[Entries drawn from a collection]
□ □ □

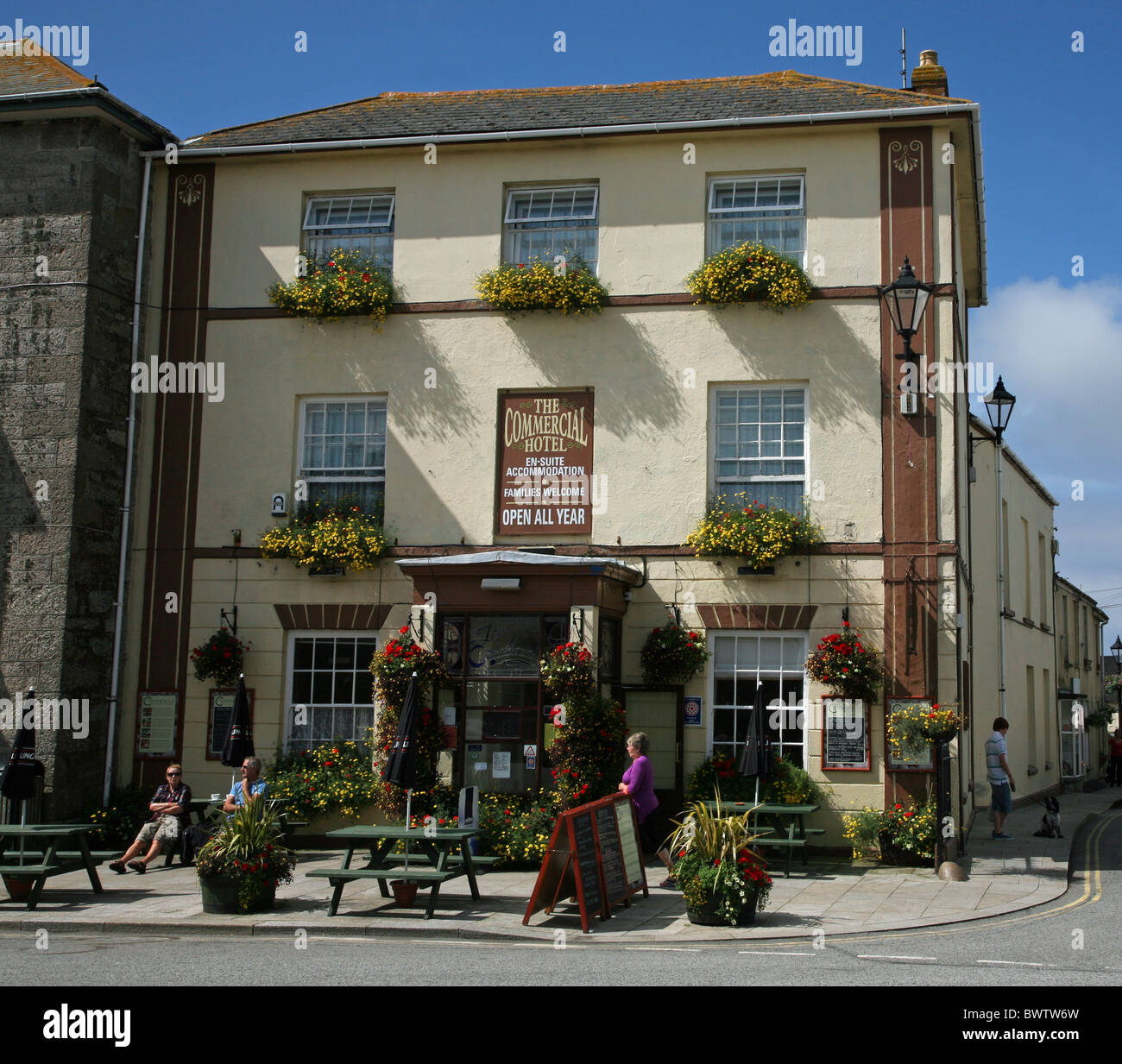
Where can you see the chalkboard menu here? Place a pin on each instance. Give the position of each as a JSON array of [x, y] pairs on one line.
[[588, 873], [845, 735], [612, 858], [594, 857]]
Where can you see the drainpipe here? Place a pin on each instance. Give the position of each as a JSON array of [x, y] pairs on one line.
[[126, 510]]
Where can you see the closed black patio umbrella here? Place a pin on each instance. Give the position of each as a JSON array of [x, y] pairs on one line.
[[18, 784], [239, 741], [400, 766], [756, 759]]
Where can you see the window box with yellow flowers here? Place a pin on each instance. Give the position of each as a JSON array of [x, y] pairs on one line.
[[751, 273], [564, 284], [759, 532], [341, 286], [328, 536]]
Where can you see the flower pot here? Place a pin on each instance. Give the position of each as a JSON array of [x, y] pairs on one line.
[[220, 895], [18, 888], [709, 914], [404, 892]]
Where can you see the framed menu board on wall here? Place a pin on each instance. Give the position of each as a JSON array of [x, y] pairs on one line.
[[845, 734], [157, 724], [545, 475]]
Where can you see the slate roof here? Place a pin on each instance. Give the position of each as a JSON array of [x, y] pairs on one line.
[[494, 110], [35, 71]]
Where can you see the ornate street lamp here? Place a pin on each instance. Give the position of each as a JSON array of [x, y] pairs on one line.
[[999, 407], [905, 299]]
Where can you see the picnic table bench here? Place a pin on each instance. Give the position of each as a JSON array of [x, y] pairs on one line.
[[46, 853], [432, 847], [797, 833]]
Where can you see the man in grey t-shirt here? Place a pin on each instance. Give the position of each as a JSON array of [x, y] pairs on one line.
[[1001, 778]]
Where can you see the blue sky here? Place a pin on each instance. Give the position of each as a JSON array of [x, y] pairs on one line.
[[1051, 150]]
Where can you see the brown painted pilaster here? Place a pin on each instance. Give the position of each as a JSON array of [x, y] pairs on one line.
[[909, 459], [165, 637]]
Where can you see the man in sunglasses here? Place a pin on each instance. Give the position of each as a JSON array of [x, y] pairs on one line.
[[161, 829], [250, 787]]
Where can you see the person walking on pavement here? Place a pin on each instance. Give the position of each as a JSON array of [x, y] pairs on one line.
[[1001, 778]]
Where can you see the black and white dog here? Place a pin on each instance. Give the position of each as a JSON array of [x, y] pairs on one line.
[[1050, 823]]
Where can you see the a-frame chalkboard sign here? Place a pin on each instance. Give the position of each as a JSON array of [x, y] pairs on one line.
[[596, 857]]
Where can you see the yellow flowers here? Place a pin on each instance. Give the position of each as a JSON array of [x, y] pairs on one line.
[[570, 287], [328, 534], [344, 284], [755, 531], [751, 272]]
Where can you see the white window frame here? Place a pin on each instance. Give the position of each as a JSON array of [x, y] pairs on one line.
[[290, 669], [343, 477], [715, 394], [769, 674], [514, 226], [317, 246], [716, 215]]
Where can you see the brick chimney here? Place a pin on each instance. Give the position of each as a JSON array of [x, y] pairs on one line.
[[930, 78]]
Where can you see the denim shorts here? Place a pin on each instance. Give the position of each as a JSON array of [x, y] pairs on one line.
[[1001, 798]]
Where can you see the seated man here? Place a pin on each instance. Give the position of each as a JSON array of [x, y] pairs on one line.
[[197, 835], [250, 781], [161, 829]]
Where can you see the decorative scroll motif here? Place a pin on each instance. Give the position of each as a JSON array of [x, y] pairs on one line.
[[190, 189], [905, 159]]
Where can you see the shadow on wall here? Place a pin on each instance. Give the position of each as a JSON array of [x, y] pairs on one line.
[[638, 391], [21, 513]]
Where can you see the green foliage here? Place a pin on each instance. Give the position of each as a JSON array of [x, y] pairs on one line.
[[714, 859], [570, 287], [589, 751], [901, 835], [219, 658], [247, 847], [117, 824], [326, 534], [336, 777], [672, 654], [337, 286], [393, 665], [788, 784], [760, 533], [751, 272]]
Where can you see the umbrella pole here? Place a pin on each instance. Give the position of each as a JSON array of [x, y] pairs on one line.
[[408, 821]]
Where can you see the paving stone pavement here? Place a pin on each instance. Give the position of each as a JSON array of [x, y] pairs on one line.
[[829, 895]]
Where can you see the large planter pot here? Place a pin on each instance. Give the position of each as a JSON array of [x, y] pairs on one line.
[[220, 895], [709, 915], [18, 888]]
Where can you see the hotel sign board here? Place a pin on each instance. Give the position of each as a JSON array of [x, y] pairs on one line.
[[545, 463]]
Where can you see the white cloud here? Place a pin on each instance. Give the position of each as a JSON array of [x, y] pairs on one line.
[[1059, 350]]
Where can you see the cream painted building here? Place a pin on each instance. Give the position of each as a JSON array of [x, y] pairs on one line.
[[684, 400]]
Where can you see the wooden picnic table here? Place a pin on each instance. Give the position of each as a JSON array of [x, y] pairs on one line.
[[793, 831], [431, 848], [47, 857]]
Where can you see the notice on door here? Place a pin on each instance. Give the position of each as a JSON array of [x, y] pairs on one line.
[[545, 477]]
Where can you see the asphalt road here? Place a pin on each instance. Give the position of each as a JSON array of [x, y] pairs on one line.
[[1072, 943]]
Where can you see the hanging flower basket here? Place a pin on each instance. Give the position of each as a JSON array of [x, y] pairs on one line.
[[340, 286], [328, 537], [672, 654], [758, 532], [751, 273], [220, 658], [845, 664], [568, 671], [567, 286]]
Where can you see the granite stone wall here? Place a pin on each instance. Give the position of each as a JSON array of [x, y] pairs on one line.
[[70, 198]]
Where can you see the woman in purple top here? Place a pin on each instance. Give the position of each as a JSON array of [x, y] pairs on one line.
[[639, 783]]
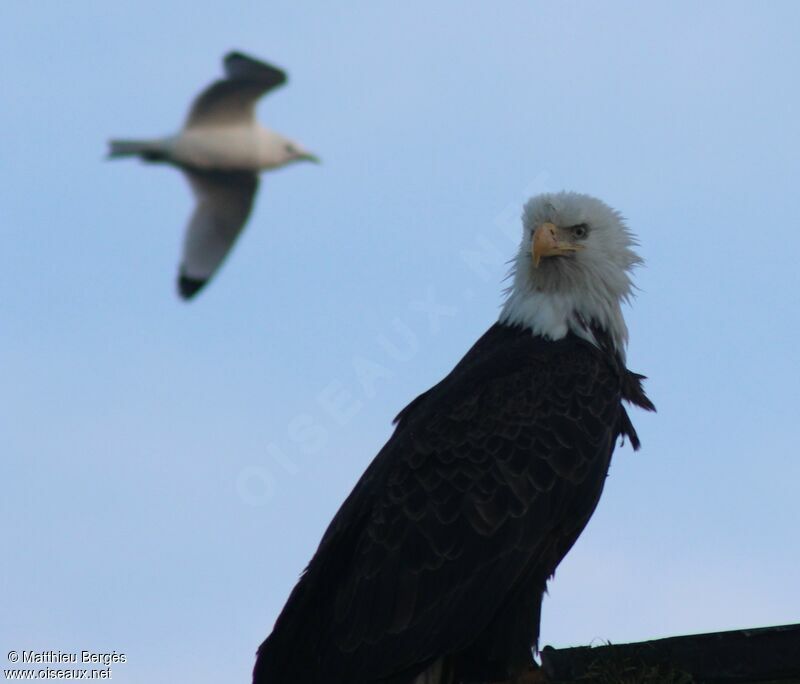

□ □ □

Exercise goal:
Rewrite all of the data above as a numbered list, skipping any blank lines and leaving the pictures out.

Output below:
1. Where can you see the chalkboard menu here? Place a pin on each instance. Give the position of each as a JSON array of [x, y] pairs on one line.
2. [[588, 873], [845, 735], [612, 858], [594, 857]]
3. Where can you see the drainpipe here? Place a pin on each instance. Give the position of each as a JSON array of [x, y] pairs on one line.
4. [[126, 510]]
5. Where can you see the closed black patio umbrella here? Place a pin on each instance. Give the position of each as a JSON array of [x, y] pairs on one line.
6. [[18, 784], [239, 741], [400, 766], [756, 759]]
7. Where can you see the window box with yellow flowers here? Place a pin on each instance. Give the position of each as a JSON array of [x, y] pairs on one line.
8. [[751, 273], [564, 284], [759, 532], [341, 286], [328, 536]]
9. Where can you see the flower pot here? Place a pin on each instance. Give the position of each as a JSON array of [x, y] pairs on one line.
10. [[220, 895], [18, 888], [709, 914], [404, 892]]
11. Where can you see the framed menu board on wall here? Place a pin on each instance. Give the position of each as a JSON array of [x, y] pairs on one line.
12. [[845, 734], [157, 724], [545, 475]]
13. Where can you see the slate roof here? Place a pin on each instance. Give the position of each as a JSON array of [x, y] pairs on one line.
14. [[494, 110], [35, 71]]
15. Where can you see the ornate street lamp here? Place a pin on each instance. Give the position of each as a JSON array of [x, y] pairs on one line.
16. [[999, 407], [905, 299]]
17. Where can you see the picnic table bench here? Place a pin on each instance. Give the position of each as a JSON array of [x, y] pairs on one line.
18. [[46, 853], [432, 847], [797, 833]]
19. Where can you see the man in grey t-shirt here? Place a pin on each instance. Give the position of each as a JSON array of [x, y] pairs on one line.
20. [[1001, 778]]
21. Where can you see the blue sky here? Place a pin on each instance. Give the position of each as a JSON array of [x, y] pairs on one line.
22. [[1051, 150]]
23. Where can you see the brown painted pilaster here? Place a pin on each instance. Give the position of each as a JSON array of [x, y] pairs on one line.
24. [[909, 459], [165, 637]]
25. Where can you see the man in sunglasses here? Place a pin on each instance. Give the position of each as a JSON array of [x, y] pairs on one line.
26. [[161, 829], [250, 787]]
27. Where can you see the person walking on pavement here? Place a pin on each instance. Give the position of each as a JSON array of [x, y] pairs on one line.
28. [[1001, 778]]
29. Where can you see the black and white dog here? Place a pin on each instance. Give the position of each as a JSON array of [x, y] pairs on one line.
30. [[1050, 823]]
31. Where can you see the a-frame chalkboard sign here? Place a pin on each instance. Give the position of each as a JSON array of [x, y] pairs on one line.
32. [[596, 857]]
33. Where can you see the yellow flowers here? Place a pin on each instance. Give the position of each as a JSON array of [x, y] pairs on one line.
34. [[570, 287], [328, 534], [344, 284], [755, 531], [751, 272]]
35. Where can you see the white window frame here? Place a pin on each instance. Give the position of each as a JSON array of [x, y] pairs on one line.
36. [[290, 669], [343, 477], [715, 394], [769, 674], [514, 226], [317, 246], [716, 215]]
37. Where can you see the brick chimney here? Place a pin on each instance. Give the position of each as a JSON array of [x, y] pairs on one line.
38. [[930, 78]]
39. Where can you see the denim shorts here? Place a pin on each instance. Give the position of each as a JSON array of [x, y] pairs on one line.
40. [[1001, 798]]
41. Where can you see the seated man here? Place a pin on each instance. Give the position of each as a JSON array of [x, y] pairs on one line.
42. [[197, 835], [250, 781], [161, 829]]
43. Where can you see the decorative scroll motif here? Place a pin on each instance. Give the position of each as a JSON array of [x, y] pairs on one line.
44. [[190, 189], [905, 159]]
45. Where can you see the shadow on wall here? Place a pin on each instance. Give the position of each as a JSON array of [x, y] pairs on one line.
46. [[638, 391], [21, 513]]
47. Where can you see the green foliage here? Place a pin on each instance. Give the position of each as a JSON array of [x, y] pairs on one line.
48. [[714, 859], [570, 287], [589, 751], [901, 835], [219, 658], [247, 847], [117, 824], [326, 534], [336, 777], [672, 654], [337, 286], [393, 665], [788, 784], [760, 533], [751, 272]]
49. Where can you see the umbrella pole here? Place a pin on each instance. Give the position of each as a JSON array of [x, y] pairs on one line.
50. [[408, 821]]
51. Where can you see the paving stone pavement here? Place a pin on each instance. Give the position of each as a JSON array of [x, y] pairs on one line.
52. [[829, 895]]
53. Where can you see the large planter pot here? Place a pin on each instance. Give the position of each as a JSON array of [x, y] pairs on one line.
54. [[220, 895], [709, 915], [18, 888]]
55. Where can you see the hotel sign board here? Place a pin on each instance. Give the position of each as a JSON array of [x, y] pairs on one line.
56. [[545, 463]]
57. Where can you see the white cloud here? Place a pin on each instance. Give the position of each as a JSON array of [x, y] pairs on one line.
58. [[1059, 350]]
59. Where can you see the cream painted building here? Place a pin on each instance. Give the position of each as a JSON array of [x, y] pairs on one line.
60. [[684, 400]]
61. Where can you see the wooden picnic table here? Place a pin on each instance. Give the position of each as a JSON array of [x, y] pairs on one line.
62. [[793, 831], [431, 848], [47, 857]]
63. Where can you see the notice on door here? Place a pin on each instance. Give the position of each as a JSON array of [x, y] pairs on one line.
64. [[545, 477]]
65. Where can you see the asphalt road here? Place a pin on each instance. Give the position of each as a JSON array of [x, y] pairs on one line.
66. [[1072, 943]]
67. Where can you see the hanging flower basket here? Place a pin on each instance. Give the position of each as a JSON array of [x, y] pairs on one line.
68. [[340, 286], [328, 537], [672, 654], [758, 532], [751, 273], [220, 658], [845, 664], [568, 671], [567, 286]]
69. Where can you see the granite stone wall here? Place a pin on each instance. Give the position of each as a JSON array of [x, y] pairs on one line.
70. [[70, 198]]
71. Where can you see the woman in purple top here? Place a pin on each instance. Give the position of each as a JSON array of [x, y] pairs on one line.
72. [[639, 783]]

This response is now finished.